■ Document segment:
* * * * * * * * *
Plaintiff has a history of seeking to proceed in forma pauperis in the District of Arizona on complaints which do not adequately state a claim for relief and do not assert a basis for federal court jurisdiction. See supra n.1. In April of 2022, the Court screened a complaint similar to a 2020 case brought by Plaintiff, Sproles v. Wade, 2:20-cv-02027-CDB, and dismissed the complaint due to Plaintiff's failure to establish a basis for jurisdiction and failure to conform with the pleading requirements of Rule 8 of the Federal Rules of Civil Procedure. See Stanberry-Sproles v. Arizona Department of Child Safety, 2:22-cv-00364-DWL In a five-page order in 2:22-cv-00364 the court explained the deficiencies of the complaint in detail and provided Plaintiff specific guidance regarding how to correct the deficiencies. Id. at ECF No. 4. Plaintiff was given leave to amend her complaint, but she failed to do so, resulting in the termination of the action. In August of 2022, another complaint was screened and dismissed without leave to amend upon a finding that Plaintiff could not cure the jurisdictional deficiencies. See Stanberry-Sproles v. Department of Child Safety, 2:22-cv-01428-DWL. And in Stanberry-Sprole v. Arizona Department of Child Safety, 2:22-cv-01496-MTM, Plaintiff's complaint was also dismissed without leave to amend.
* * * * * * * * *
[Recorded data]
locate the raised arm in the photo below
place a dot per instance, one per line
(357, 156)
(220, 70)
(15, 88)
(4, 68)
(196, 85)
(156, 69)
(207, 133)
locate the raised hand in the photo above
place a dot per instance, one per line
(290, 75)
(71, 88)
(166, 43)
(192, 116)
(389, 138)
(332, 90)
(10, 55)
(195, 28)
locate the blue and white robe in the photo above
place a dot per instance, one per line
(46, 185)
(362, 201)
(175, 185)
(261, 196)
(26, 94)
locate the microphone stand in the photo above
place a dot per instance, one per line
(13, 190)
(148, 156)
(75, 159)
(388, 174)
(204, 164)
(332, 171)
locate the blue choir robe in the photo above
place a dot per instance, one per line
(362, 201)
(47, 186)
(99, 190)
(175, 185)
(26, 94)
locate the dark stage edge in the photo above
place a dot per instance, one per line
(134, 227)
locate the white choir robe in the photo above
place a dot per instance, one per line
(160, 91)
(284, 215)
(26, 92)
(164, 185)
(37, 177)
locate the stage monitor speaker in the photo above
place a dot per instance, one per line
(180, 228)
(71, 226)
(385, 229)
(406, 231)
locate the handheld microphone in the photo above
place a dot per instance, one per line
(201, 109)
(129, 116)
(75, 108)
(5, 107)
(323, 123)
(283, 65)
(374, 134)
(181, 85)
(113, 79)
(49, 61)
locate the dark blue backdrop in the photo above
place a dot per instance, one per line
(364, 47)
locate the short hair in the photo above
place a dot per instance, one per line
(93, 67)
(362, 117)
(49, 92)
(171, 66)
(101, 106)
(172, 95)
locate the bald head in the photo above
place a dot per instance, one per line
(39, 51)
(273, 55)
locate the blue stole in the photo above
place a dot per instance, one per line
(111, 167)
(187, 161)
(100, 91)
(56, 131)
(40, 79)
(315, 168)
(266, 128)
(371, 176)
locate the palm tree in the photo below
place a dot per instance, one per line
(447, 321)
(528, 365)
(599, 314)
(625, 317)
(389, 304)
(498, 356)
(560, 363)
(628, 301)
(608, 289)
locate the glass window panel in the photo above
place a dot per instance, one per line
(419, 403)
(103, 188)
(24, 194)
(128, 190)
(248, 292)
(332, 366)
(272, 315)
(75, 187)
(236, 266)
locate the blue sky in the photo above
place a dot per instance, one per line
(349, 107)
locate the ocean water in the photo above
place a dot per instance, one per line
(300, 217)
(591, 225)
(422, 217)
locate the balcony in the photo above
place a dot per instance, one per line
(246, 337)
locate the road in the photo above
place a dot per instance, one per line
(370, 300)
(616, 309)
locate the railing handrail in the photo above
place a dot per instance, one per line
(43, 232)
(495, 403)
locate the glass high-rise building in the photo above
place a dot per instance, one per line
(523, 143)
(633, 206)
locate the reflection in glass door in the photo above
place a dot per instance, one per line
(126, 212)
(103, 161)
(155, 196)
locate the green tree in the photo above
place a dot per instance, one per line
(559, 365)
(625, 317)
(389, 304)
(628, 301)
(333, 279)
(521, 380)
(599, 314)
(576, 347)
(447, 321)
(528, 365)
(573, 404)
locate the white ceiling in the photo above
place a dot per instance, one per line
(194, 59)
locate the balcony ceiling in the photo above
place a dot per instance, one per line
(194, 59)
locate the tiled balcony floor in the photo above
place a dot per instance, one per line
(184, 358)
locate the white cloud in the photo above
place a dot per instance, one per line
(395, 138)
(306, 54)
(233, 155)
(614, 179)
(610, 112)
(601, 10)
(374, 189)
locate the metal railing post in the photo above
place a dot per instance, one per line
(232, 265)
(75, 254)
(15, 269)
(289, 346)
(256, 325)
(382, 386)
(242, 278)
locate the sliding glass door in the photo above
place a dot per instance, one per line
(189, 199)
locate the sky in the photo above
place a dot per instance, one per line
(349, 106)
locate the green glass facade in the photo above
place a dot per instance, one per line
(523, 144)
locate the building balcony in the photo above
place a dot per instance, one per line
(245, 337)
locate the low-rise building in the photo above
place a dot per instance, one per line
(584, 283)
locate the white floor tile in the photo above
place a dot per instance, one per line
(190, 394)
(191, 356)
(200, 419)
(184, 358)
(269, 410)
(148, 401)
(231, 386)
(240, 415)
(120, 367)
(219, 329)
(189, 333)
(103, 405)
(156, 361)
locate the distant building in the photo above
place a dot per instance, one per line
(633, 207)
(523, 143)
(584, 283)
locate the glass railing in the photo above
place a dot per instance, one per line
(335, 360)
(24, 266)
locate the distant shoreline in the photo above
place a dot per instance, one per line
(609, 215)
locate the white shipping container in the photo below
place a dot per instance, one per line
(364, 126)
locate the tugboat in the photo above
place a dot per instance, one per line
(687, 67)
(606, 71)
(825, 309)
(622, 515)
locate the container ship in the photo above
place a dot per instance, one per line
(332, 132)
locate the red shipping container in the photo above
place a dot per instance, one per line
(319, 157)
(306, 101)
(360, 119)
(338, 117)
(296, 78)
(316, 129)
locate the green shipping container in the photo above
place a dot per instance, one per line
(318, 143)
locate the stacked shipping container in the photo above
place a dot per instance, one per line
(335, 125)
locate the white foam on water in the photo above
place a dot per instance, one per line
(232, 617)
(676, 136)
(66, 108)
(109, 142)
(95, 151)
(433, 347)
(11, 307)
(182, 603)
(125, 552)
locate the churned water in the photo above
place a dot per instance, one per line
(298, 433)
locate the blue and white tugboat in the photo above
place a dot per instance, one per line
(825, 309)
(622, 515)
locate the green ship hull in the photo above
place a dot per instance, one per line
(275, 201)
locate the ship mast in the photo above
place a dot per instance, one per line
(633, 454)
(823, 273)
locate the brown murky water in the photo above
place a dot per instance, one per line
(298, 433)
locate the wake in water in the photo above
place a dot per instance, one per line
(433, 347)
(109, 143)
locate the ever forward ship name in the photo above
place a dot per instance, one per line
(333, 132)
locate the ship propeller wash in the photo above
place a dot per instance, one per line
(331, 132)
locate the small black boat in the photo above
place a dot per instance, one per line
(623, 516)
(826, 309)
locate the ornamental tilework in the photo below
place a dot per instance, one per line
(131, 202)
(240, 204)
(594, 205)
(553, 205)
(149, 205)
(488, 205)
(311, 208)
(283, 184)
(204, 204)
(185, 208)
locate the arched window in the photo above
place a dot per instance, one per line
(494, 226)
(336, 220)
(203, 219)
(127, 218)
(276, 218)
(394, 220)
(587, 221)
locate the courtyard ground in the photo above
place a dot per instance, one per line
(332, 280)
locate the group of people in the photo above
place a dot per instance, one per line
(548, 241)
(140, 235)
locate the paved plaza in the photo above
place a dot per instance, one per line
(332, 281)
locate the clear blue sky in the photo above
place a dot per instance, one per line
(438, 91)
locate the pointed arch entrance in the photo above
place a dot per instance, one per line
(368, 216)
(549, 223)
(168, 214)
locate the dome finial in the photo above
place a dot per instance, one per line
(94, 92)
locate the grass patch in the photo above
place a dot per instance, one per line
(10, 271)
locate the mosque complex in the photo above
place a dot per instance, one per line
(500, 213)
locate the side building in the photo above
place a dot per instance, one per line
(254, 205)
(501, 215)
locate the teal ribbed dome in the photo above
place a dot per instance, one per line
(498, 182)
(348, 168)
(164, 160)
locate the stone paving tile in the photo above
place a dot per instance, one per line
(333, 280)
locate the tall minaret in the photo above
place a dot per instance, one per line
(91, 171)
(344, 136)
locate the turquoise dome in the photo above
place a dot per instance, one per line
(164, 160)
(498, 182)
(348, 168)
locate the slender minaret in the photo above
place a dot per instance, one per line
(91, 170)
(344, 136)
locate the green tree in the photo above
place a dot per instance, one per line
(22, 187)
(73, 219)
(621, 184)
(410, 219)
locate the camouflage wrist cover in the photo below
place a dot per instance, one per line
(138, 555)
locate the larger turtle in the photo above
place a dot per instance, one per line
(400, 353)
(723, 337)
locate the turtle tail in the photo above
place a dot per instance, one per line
* * * * * * * * *
■ Goal of the exercise: Using the court excerpt, explain in one to three sentences why the action in case 2:22-cv-00364-DWL was terminated. You won't need the recorded data.

■ Output of the exercise: The court dismissed the complaint because Plaintiff failed to establish a basis for jurisdiction and did not meet the pleading requirements of Rule 8 of the Federal Rules of Civil Procedure, but it gave her leave to amend. She did not amend the complaint, so the action was terminated.